§ Instructions to follow
Can you rewrite every line of the records below as a numbered list, skipping blank lines and leaving out the pictures?

§ Records
<<<<
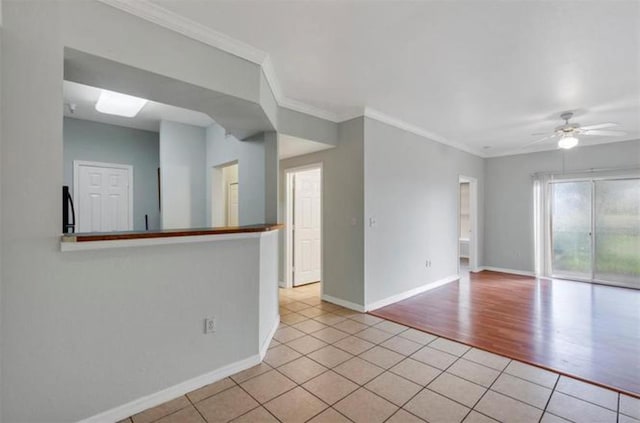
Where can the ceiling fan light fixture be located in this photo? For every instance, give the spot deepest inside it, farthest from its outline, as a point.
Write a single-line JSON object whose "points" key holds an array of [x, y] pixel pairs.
{"points": [[118, 104], [568, 142]]}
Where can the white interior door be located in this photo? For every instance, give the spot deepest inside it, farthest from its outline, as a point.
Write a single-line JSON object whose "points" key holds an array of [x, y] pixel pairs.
{"points": [[306, 227], [232, 204], [103, 194]]}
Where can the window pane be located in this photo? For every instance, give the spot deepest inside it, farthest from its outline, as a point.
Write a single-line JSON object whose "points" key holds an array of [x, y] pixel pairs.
{"points": [[617, 231], [571, 229]]}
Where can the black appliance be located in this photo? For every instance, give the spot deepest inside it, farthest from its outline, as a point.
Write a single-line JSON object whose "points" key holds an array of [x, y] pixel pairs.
{"points": [[68, 227]]}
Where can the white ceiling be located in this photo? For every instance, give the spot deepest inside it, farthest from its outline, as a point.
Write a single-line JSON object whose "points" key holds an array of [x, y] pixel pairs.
{"points": [[289, 146], [85, 98], [480, 73]]}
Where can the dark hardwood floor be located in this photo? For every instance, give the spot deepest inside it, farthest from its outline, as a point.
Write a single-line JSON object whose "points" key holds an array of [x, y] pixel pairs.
{"points": [[591, 332]]}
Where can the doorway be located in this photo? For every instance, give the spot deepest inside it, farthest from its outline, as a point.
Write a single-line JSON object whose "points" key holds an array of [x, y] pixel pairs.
{"points": [[104, 196], [594, 229], [225, 195], [304, 225], [467, 224]]}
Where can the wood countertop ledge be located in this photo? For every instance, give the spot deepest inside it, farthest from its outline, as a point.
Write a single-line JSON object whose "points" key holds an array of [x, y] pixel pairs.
{"points": [[169, 233]]}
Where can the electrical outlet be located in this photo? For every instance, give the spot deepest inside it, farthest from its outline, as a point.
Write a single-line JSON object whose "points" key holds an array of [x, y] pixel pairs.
{"points": [[209, 325]]}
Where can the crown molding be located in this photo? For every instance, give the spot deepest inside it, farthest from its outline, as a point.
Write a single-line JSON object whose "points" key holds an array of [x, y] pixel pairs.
{"points": [[165, 18], [405, 126]]}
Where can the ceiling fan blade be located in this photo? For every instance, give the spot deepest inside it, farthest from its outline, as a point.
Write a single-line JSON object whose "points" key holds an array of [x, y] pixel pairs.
{"points": [[603, 133], [599, 126]]}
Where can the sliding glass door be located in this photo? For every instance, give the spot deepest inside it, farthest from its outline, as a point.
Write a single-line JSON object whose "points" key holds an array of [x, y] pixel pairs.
{"points": [[617, 231], [571, 235], [595, 230]]}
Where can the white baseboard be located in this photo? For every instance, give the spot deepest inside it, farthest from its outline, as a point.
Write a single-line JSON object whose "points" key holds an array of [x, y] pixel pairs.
{"points": [[141, 404], [343, 303], [504, 270], [265, 345], [411, 292]]}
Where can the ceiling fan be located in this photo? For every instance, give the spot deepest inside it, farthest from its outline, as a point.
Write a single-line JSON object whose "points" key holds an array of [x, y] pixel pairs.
{"points": [[569, 132]]}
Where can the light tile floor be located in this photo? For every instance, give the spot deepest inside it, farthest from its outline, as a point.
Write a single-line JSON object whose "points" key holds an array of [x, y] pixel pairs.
{"points": [[330, 364]]}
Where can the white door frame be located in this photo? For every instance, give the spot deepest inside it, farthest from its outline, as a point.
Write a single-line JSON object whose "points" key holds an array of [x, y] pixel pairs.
{"points": [[473, 216], [76, 174], [288, 216]]}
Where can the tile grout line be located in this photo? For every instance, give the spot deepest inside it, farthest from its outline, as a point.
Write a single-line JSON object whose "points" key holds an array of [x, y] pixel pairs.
{"points": [[549, 400], [349, 317], [197, 409]]}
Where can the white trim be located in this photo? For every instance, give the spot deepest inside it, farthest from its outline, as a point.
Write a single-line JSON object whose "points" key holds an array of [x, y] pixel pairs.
{"points": [[165, 18], [343, 303], [405, 126], [410, 293], [141, 404], [474, 251], [288, 214], [189, 28], [505, 270], [76, 190], [298, 106], [67, 246], [265, 345], [148, 401]]}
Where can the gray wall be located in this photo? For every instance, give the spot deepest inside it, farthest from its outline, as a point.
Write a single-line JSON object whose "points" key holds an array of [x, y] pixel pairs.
{"points": [[254, 156], [1, 132], [87, 331], [269, 296], [342, 212], [99, 142], [509, 196], [411, 190], [182, 172], [308, 127]]}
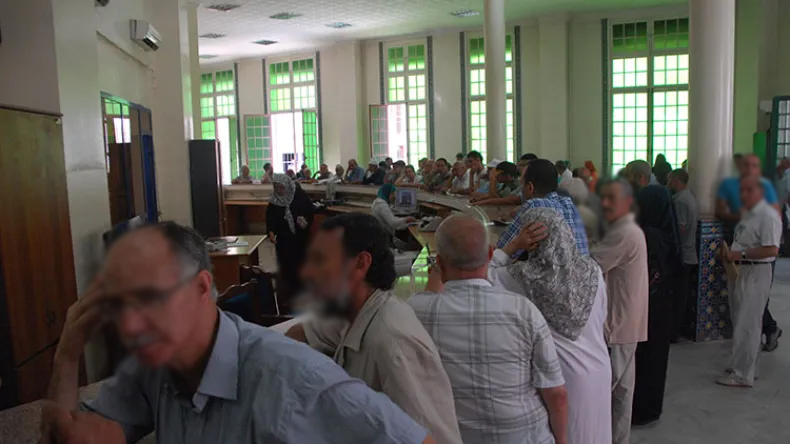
>>>>
§ Exercise answer
1. Where can the ceiling fan light fixture be located in this photo? For every instance, give the spot deepest inside it, farthest from its outline, as a point.
2. Write a single-line JSON object whose "points" key holds an array of [x, y] pixel pairs.
3. {"points": [[118, 104], [568, 142]]}
4. Where can the white interior door be located in this photo? For every instance, give the spot deepest inside it, farthest from its outline, as a point.
5. Write a single-line JSON object whose "points" key holds an array of [x, y] pixel pairs.
6. {"points": [[306, 227], [232, 204], [103, 194]]}
7. Where can the window pane be located in this photo? For every instance, give the spot deepest inside it, farthest from its outline, as a point.
8. Write a single-line JSON object whose "points" key holds an array of [x, y] pixel pairs.
9. {"points": [[617, 231], [571, 229]]}
10. Where can the black appliance be located in this photo? For every instance, give the spot deepest inside it, farthest from its outline, as a point.
11. Write a single-line JSON object whose "points" key holds an array of [x, y] pixel pairs.
12. {"points": [[68, 227]]}
13. Where can the white ceiling be located in this photo? For every instance, give the spot deepest inside it, farthest from its outline, as a point.
14. Write a single-line JSON object whose "points" key holds an array of [x, y] pixel pairs.
15. {"points": [[289, 146], [85, 98], [480, 73]]}
16. Where can the dark hardwood floor be located in this photo? For every instance, give the spot deepest inside it, farthest from its outline, as a point.
17. Write a single-line JSON object whose "points" key holds an array of [x, y] pixel pairs.
18. {"points": [[591, 332]]}
19. Where can the doorway be located in this photo? For every instance, give the spot deepest inside it, farthest from its outline, as a point.
20. Write a single-line JSON object whose "points" key holds an array of [x, y] pixel pairs.
21. {"points": [[104, 196], [594, 229], [225, 195], [304, 225], [467, 224]]}
22. Where can the wood countertop ledge be located in this photo? For every instance, give the spot deepest inside it, farthest from its outline, as a point.
23. Write a single-line JSON object whose "points" key holds an array of [x, y] pixel pairs.
24. {"points": [[169, 233]]}
25. Where can the electrical outlet be located in this photo? For every instance, give the spot deepest inside it, farthest from its outline, as a point.
26. Write a single-line JSON object whose "points" key holds an array of [x, y] pixel pairs.
27. {"points": [[209, 325]]}
28. Where can the crown molding be located in this photo? For every instance, give the spot deepest inside it, farthest from its outline, as a point.
29. Write a single-line JSON object whose "points" key holds an array of [x, y] pixel pairs.
30. {"points": [[165, 18], [405, 126]]}
31. Where can the ceiling fan blade be located in this photo? For every instance, give the spot deepest inside it, farthest from its outline, as a point.
32. Write a single-line JSON object whose "points" key holds an array of [x, y] pixel pairs.
33. {"points": [[603, 133], [599, 126]]}
34. Where can the sliding glass door be located in this photo? For every instance, give the spot deepest inside it, farthest from its outline, as a point.
35. Write a single-line JSON object whose "points" key holds an array of [x, y] pixel pairs.
36. {"points": [[617, 231], [571, 235], [595, 230]]}
37. Where can the white baseboard be located in this photo? For every instance, give the spot deepest inside it, farthest from its outline, as a point.
38. Write a single-line JSON object whose "points" key holds an array of [x, y] pixel pairs.
39. {"points": [[141, 404], [343, 303], [504, 270], [265, 345], [411, 292]]}
40. Where can the ceiling fan be located in this photo? For every instance, give the spot deepest inside it, farthest from its outline, as a point.
41. Write a single-line JSON object whose "points" key holds an array of [x, y] pixel pairs.
42. {"points": [[569, 132]]}
43. Where can the light tile floor be located in this photo? For every instance, give the spot deepest inside it, farthest from its outline, as a point.
44. Write a single-line JSON object whose "points" key holds an array of [x, y] pixel pairs.
45. {"points": [[330, 364]]}
46. Where can the white door frame be located in this photo? For every instance, give the spot deepest inside it, farthest from its outline, as a point.
47. Write a single-line JSON object whose "points" key holds an array of [x, y] pixel pairs.
48. {"points": [[473, 216], [76, 174], [288, 216]]}
49. Where can the tile grout line be located in this photo? For every instance, give the spot deepest inside it, farthest from its outline, as a point.
50. Write a single-line JSON object whose "points" key holds an array of [x, y] pixel pairs.
51. {"points": [[549, 400], [349, 317], [197, 409]]}
52. Where can the white trim be located in this photo? For every instance, give the spot deepest inside it, farthest from its outline, as a point.
53. Write a single-line JSON object whose "points" key holds an array of [x, y] pixel pairs.
54. {"points": [[165, 18], [343, 303], [405, 126], [410, 293], [141, 404], [474, 251], [288, 214], [189, 28], [505, 270], [76, 190], [298, 106], [67, 246], [265, 345], [148, 401]]}
55. Where can the gray wall be located in this photo? For every instance, give the spot deepest inside it, farthest from its outline, as a point.
56. Write a single-line JSON object whose "points" key holds an array of [x, y] pixel pairs.
57. {"points": [[254, 156], [1, 132], [87, 331], [269, 296], [342, 212], [99, 142], [509, 196], [411, 190], [182, 172], [308, 127]]}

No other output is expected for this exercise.